- Task details
Search the entries for lines that contain the word "shirt", and report each one found.

- Entries shown
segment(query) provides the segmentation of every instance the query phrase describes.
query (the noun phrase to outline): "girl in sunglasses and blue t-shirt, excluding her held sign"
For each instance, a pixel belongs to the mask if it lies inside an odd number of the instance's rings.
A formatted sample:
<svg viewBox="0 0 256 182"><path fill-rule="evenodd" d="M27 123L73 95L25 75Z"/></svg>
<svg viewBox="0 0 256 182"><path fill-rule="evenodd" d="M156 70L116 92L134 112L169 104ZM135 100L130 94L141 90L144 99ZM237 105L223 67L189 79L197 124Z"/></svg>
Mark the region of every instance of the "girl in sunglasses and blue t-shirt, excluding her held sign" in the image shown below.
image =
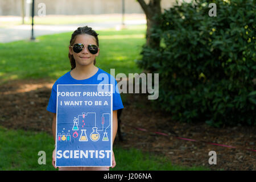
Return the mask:
<svg viewBox="0 0 256 182"><path fill-rule="evenodd" d="M79 27L71 36L68 57L71 63L71 71L61 76L52 86L51 97L47 110L53 113L52 133L56 137L56 91L57 84L100 84L102 82L100 73L108 75L109 83L113 83L113 143L117 134L117 110L123 108L121 96L117 88L117 81L109 73L95 66L96 57L100 52L98 44L98 34L92 28L85 26ZM112 80L112 82L110 82ZM105 81L105 80L104 80ZM55 166L55 149L52 152L52 165ZM113 166L115 167L115 158L113 152ZM109 167L59 167L59 170L93 170L107 171Z"/></svg>

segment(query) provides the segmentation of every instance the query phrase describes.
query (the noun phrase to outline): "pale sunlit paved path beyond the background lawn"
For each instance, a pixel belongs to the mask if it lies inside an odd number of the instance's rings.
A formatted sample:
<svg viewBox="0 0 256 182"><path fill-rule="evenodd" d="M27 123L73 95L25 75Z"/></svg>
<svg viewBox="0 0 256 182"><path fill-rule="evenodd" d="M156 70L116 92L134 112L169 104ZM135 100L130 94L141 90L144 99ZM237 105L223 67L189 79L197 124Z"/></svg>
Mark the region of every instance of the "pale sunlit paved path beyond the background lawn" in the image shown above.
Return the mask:
<svg viewBox="0 0 256 182"><path fill-rule="evenodd" d="M146 20L126 20L126 25L146 24ZM61 25L34 25L34 36L57 34L60 32L75 31L80 26L92 27L93 30L104 28L115 28L121 25L120 22L103 23L80 23L80 24L61 24ZM0 28L0 43L13 42L16 40L29 40L31 38L31 25L23 24L19 26Z"/></svg>

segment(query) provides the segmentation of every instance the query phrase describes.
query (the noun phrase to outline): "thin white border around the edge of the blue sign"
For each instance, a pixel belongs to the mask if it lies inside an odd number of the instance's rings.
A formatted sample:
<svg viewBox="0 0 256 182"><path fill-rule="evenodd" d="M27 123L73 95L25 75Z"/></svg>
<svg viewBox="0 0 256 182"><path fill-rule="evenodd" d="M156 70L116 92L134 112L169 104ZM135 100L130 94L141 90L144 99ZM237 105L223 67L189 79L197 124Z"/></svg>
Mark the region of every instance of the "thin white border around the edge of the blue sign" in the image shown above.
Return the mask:
<svg viewBox="0 0 256 182"><path fill-rule="evenodd" d="M58 88L59 85L112 85L110 86L110 92L111 94L111 111L110 111L110 129L111 129L111 139L110 139L110 146L111 146L111 152L110 152L110 165L111 166L57 166L57 118L58 118ZM57 101L56 101L56 132L55 132L55 166L56 167L112 167L113 166L113 84L57 84Z"/></svg>

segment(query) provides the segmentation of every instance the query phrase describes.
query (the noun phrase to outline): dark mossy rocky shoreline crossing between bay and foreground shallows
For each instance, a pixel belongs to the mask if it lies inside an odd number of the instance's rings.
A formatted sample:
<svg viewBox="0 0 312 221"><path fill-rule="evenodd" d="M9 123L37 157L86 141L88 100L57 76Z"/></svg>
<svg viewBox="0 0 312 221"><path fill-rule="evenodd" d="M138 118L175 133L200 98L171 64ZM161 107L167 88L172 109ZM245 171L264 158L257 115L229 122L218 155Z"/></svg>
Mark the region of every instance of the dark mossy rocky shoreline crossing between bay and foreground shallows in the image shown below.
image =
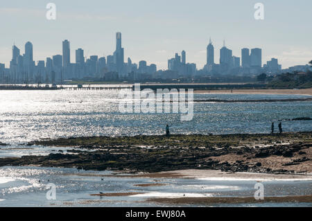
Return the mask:
<svg viewBox="0 0 312 221"><path fill-rule="evenodd" d="M312 173L312 132L45 139L27 145L75 147L47 156L2 158L0 166L66 167L155 173L212 169ZM81 149L81 150L80 150Z"/></svg>

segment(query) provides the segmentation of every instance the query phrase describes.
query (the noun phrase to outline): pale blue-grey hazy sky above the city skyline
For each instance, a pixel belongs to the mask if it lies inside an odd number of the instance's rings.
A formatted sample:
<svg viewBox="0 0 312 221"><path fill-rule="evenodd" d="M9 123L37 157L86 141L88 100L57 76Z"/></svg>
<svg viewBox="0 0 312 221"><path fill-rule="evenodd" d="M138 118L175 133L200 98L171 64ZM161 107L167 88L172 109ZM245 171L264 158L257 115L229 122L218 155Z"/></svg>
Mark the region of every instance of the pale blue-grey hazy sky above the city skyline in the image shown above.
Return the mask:
<svg viewBox="0 0 312 221"><path fill-rule="evenodd" d="M55 3L56 19L46 19L47 3ZM264 19L254 19L255 3L263 3ZM33 58L62 54L62 41L85 56L107 56L122 33L125 62L146 60L166 69L175 53L187 52L198 69L206 63L211 37L219 63L223 40L233 55L241 48L262 48L263 64L277 58L282 68L312 60L311 0L0 0L0 62L9 66L12 45L24 53L33 43Z"/></svg>

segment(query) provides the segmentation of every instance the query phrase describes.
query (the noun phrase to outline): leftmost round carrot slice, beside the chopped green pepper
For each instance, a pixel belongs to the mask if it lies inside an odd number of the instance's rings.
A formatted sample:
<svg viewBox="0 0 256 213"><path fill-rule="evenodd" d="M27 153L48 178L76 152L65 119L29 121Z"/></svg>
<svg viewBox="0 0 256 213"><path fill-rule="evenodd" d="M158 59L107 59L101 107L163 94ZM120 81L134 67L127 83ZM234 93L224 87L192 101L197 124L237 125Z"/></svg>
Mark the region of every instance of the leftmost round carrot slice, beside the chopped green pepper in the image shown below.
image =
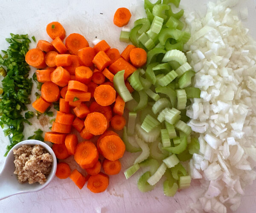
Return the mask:
<svg viewBox="0 0 256 213"><path fill-rule="evenodd" d="M39 48L29 49L26 53L25 60L30 66L37 69L44 69L46 67L44 56L44 52Z"/></svg>

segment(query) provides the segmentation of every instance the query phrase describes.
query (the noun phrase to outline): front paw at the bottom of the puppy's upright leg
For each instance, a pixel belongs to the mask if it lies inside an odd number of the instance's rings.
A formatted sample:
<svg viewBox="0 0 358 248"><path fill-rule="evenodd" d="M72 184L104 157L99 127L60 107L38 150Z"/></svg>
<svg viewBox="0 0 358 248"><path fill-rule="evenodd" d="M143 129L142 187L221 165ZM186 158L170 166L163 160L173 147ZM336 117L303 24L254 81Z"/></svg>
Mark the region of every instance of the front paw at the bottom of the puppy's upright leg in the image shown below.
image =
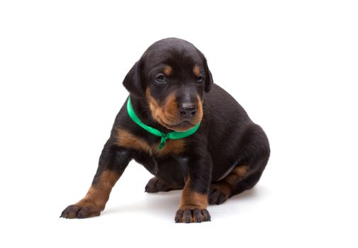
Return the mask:
<svg viewBox="0 0 358 248"><path fill-rule="evenodd" d="M203 222L211 221L210 214L206 209L179 209L175 214L175 222Z"/></svg>

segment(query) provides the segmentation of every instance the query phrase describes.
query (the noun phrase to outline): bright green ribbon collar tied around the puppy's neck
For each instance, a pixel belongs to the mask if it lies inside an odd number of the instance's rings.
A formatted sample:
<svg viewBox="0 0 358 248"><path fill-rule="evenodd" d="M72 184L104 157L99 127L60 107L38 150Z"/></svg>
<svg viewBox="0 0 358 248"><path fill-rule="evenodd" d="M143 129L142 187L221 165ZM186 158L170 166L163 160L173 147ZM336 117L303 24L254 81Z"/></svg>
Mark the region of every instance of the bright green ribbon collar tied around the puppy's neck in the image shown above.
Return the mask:
<svg viewBox="0 0 358 248"><path fill-rule="evenodd" d="M128 97L128 101L127 101L127 111L128 111L128 115L130 116L130 118L135 123L140 125L141 128L147 130L152 135L161 137L159 150L161 150L164 147L167 139L177 140L177 139L182 139L183 137L188 137L188 136L192 135L193 133L195 133L196 130L198 130L199 125L200 125L200 123L199 123L194 128L191 128L184 132L174 131L174 132L170 132L170 133L162 133L162 132L160 132L160 130L157 130L155 128L150 127L149 125L145 125L144 123L142 123L142 121L140 120L140 118L138 117L138 115L135 113L135 111L133 109L132 103L130 102L130 97Z"/></svg>

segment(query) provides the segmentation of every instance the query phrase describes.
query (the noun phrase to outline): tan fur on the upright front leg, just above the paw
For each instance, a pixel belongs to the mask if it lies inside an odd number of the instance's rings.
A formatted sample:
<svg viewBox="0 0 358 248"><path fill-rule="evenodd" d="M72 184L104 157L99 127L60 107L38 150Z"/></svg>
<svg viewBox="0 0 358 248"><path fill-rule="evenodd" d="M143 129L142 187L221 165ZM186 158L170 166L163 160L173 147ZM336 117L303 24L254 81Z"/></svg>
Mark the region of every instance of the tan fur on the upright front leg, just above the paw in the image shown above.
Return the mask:
<svg viewBox="0 0 358 248"><path fill-rule="evenodd" d="M203 210L208 207L208 195L191 191L191 178L186 180L183 191L181 192L181 201L179 210Z"/></svg>

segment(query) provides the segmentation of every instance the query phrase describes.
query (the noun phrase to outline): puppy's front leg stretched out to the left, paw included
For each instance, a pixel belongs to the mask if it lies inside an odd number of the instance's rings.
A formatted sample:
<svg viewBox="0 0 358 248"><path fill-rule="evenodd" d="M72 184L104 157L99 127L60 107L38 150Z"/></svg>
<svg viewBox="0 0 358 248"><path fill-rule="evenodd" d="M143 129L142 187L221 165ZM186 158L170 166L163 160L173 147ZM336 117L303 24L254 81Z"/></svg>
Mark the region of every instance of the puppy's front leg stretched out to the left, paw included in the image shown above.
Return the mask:
<svg viewBox="0 0 358 248"><path fill-rule="evenodd" d="M78 203L65 208L60 217L89 218L100 215L106 206L114 184L123 174L130 159L128 150L120 149L113 145L111 139L108 140L102 150L99 167L86 196Z"/></svg>

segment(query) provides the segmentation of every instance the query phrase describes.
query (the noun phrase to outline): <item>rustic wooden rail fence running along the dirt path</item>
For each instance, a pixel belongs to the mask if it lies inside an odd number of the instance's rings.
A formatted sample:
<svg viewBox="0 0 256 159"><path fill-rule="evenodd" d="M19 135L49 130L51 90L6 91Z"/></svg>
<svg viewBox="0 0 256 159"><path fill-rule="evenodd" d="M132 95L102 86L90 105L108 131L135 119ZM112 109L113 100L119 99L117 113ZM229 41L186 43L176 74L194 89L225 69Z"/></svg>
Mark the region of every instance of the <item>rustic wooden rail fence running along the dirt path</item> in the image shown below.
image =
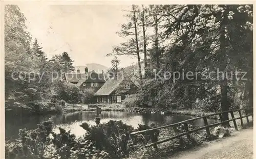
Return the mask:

- Answer
query (the noun phrase to outline): "girl in sunglasses and blue t-shirt, excluding her held sign"
Mark the region of every instance of the "girl in sunglasses and blue t-shirt, excluding her held sign" in the image shown below.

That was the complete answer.